**AUFGABENSTELLUNG**
Führen Sie den unten stehenden Text über Googles Grenzen bei der Recherche im Anschluss an seinen letzten Satz fort.

**SEITENTEXT**
※ ※ ※

Dienstag, 15. Juni 2010

Google's Grenzen. Oder: Warum Recherchen wieder länger dauern

Es gab eine Zeit, da war Informationsbeschaffung ein mühsames Geschäft. Regalweise mussten Bücher und Zeitschriften gewälzt werden, riesige Indexe verrieten einem wenigstens, wo etwas stehen könnte (ob es dann wirklich zum Thema passte, war wiederum Glückssache).

Ein Kollege berichtete zum Beispiel aus seiner Studienzeit (Mitte der 80er war das), wie er für eine Hausarbeit in die Uni-Bibliothek ging, bewaffnet mit einem Block, einem Kuli und einer Kopierkarte. Dann suchte er in Kommentaren und Mikrofilm-Verzeichnissen nach Fundstellen zu einem juristischen Problem, schrieb fein säuberlich Titel, Jahrgang und Seite oder Entscheidungsindex ab oder was auch immer er für Angaben hatte, um den gewünschten Artikel, BGH-Beschluss, oder was auch immer es war, zu finden. Mit vielleicht 20 solcher Datensätze machte er sich dann auf, suchte die jeweiligen Quellen aus riesigen, hallenfüllenden Regalen heraus und schaute sich die Texte an. Ein Drittel der Fundstellen, so schätzt er, passte nicht wirklich zu seinem Problem und ein weiteres Viertel war bereits überholt und bestenfalls noch am Rande hilfreich.

※ ※ ※

**DATENSÄTZE**

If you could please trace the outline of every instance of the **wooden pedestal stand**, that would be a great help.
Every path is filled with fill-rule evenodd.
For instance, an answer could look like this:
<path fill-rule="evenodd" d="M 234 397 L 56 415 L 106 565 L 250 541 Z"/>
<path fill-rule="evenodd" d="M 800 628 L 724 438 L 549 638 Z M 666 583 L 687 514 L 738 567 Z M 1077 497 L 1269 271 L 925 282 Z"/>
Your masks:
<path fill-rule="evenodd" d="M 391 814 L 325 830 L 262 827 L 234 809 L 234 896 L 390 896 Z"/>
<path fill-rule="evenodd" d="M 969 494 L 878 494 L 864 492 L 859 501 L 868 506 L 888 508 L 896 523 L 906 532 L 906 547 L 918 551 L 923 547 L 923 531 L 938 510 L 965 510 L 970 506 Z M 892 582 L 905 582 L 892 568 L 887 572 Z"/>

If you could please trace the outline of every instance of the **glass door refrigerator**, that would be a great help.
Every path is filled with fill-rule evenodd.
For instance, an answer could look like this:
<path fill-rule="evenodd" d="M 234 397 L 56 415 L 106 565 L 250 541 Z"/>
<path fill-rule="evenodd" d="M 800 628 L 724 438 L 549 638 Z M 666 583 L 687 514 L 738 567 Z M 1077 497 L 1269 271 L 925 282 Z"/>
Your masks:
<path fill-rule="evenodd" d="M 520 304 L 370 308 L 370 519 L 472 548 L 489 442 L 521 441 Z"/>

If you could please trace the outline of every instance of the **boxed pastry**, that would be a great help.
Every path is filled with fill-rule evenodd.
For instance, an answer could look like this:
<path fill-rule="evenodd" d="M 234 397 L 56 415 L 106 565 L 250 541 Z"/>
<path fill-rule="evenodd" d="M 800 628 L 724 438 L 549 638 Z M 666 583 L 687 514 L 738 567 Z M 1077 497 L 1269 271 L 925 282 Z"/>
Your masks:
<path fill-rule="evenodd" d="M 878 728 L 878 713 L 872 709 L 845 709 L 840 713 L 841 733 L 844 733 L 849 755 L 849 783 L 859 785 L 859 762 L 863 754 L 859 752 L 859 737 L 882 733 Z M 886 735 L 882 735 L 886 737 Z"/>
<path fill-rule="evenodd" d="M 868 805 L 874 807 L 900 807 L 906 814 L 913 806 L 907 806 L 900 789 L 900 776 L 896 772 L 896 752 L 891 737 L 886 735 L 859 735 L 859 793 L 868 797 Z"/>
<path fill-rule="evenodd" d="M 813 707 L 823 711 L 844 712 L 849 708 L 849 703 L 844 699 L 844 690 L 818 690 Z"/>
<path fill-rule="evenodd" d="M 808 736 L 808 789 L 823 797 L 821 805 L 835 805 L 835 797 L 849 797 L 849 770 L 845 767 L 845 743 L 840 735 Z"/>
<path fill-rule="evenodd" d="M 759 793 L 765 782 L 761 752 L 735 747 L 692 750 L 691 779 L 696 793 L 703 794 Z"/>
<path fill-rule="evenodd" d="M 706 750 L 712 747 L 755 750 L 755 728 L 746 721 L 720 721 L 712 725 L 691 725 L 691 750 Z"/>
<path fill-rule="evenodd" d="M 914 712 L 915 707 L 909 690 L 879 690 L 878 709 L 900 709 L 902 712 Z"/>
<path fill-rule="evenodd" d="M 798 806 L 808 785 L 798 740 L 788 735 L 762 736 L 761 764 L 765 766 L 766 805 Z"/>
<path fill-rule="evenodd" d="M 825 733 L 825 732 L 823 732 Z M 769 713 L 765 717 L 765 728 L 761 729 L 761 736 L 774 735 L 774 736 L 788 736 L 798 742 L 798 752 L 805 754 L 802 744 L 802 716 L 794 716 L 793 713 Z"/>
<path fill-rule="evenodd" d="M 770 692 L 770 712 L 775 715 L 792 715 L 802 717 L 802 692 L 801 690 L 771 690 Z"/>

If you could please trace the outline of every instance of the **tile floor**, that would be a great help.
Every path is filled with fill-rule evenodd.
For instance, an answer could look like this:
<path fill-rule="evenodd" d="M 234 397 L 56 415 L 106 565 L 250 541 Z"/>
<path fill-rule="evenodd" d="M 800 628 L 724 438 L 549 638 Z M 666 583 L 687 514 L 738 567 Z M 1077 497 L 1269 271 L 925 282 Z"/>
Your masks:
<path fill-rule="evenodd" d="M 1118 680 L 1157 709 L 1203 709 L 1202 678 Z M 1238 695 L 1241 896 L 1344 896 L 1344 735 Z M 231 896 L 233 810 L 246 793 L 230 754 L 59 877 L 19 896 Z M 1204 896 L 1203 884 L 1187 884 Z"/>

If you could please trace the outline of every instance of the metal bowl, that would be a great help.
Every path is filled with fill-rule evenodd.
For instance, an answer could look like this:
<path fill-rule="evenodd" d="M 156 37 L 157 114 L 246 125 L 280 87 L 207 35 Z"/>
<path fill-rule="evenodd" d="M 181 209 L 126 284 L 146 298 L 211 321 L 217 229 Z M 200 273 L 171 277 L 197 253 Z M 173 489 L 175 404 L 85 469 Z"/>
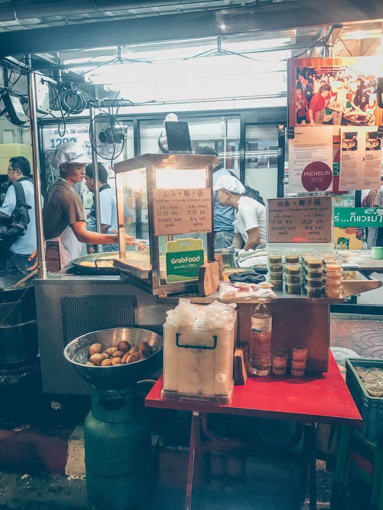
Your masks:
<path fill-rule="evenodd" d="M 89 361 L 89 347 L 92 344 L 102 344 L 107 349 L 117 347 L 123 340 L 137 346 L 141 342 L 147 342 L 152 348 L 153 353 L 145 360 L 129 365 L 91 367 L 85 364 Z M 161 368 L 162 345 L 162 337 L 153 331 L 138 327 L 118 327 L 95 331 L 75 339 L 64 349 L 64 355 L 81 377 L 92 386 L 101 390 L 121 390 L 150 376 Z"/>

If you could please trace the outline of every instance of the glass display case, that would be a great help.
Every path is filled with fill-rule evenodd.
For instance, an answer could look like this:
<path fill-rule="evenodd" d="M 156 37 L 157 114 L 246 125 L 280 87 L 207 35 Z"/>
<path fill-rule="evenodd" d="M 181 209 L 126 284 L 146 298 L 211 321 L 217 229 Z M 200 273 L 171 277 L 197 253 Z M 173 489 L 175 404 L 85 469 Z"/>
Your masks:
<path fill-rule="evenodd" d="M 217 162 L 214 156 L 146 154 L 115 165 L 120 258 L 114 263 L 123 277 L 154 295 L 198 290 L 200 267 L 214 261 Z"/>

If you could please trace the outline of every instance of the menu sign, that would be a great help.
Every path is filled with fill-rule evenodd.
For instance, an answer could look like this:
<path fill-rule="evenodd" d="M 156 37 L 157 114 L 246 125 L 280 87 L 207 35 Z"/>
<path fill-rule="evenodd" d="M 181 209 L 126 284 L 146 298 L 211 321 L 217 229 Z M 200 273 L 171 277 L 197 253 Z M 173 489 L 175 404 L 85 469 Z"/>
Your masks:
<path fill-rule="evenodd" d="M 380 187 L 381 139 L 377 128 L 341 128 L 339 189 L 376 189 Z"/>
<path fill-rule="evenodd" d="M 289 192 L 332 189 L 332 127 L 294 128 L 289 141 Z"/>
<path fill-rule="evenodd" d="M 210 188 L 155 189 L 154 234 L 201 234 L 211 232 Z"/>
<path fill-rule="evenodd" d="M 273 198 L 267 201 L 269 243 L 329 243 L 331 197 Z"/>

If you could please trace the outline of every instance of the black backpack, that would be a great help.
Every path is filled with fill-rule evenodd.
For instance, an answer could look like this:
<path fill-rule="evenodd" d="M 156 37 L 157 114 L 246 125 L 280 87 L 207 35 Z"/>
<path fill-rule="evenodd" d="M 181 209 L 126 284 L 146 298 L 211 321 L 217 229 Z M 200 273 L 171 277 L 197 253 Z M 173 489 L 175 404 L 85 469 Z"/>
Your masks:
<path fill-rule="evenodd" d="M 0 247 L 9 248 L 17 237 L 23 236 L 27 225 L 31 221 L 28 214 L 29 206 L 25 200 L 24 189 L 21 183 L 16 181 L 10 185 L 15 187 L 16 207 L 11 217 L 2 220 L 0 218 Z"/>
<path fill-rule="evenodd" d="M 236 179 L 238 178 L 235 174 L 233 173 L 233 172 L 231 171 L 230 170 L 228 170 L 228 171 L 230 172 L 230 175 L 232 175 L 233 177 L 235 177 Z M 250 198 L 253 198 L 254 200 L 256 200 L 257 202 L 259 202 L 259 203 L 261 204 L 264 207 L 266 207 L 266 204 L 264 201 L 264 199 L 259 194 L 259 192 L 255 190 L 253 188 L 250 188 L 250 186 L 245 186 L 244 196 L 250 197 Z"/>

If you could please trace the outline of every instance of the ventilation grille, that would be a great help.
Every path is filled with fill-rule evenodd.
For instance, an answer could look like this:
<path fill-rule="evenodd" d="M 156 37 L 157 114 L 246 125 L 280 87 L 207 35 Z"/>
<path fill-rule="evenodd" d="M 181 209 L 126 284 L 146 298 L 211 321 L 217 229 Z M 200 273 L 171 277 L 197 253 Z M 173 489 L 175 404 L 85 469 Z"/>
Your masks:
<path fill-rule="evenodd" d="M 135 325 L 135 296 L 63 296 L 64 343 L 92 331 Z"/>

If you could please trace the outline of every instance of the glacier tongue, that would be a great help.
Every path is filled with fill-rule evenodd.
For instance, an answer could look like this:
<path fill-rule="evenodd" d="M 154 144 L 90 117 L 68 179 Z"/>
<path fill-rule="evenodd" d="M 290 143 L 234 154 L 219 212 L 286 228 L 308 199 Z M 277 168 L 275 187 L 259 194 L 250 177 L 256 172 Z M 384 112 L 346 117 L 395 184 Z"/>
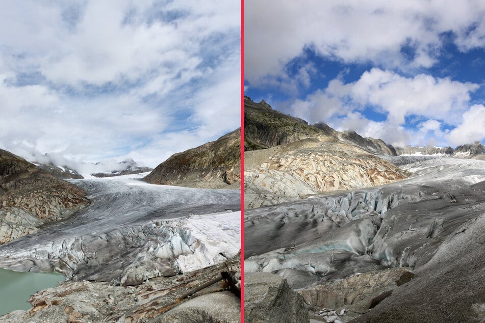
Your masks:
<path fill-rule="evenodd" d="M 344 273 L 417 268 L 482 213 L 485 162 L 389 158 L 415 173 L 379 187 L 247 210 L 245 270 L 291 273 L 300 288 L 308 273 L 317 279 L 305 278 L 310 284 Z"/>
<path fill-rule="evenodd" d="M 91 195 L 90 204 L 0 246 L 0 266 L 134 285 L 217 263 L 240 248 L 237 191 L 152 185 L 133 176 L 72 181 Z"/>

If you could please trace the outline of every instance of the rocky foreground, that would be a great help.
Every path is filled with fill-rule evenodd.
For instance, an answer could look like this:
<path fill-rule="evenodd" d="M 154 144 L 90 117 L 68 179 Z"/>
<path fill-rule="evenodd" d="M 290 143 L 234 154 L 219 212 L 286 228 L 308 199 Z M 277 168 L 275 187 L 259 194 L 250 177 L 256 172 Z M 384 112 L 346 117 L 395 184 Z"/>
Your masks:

※ ※ ※

**ERGEBNIS**
Da sich aus Fundstellen im ersten Durchgang gerne weitere Quellenangaben herauslesen liessen, wiederholte sich das Ganze meist so über drei, vier Iterationen, bis er genug Material für eine schicke Hausarbeit beisammen hatte. So verging dann ein ganzes Wochenende für eine Zivilrechts-Hausarbeit, aber insgesamt, so meint er, hätte es sich trotz aller Mühen doch gelohnt.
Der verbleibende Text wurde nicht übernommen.